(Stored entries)

begin

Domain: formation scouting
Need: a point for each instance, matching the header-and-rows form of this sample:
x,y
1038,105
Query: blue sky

end

# Stated goal:
Can you rewrite the items with "blue sky" swapped for "gray sky" and everything else left unchanged?

# Result of the task:
Domain: formation scouting
Need: a point for each instance, matching the header-and-rows form of this sample:
x,y
1038,105
Query: gray sky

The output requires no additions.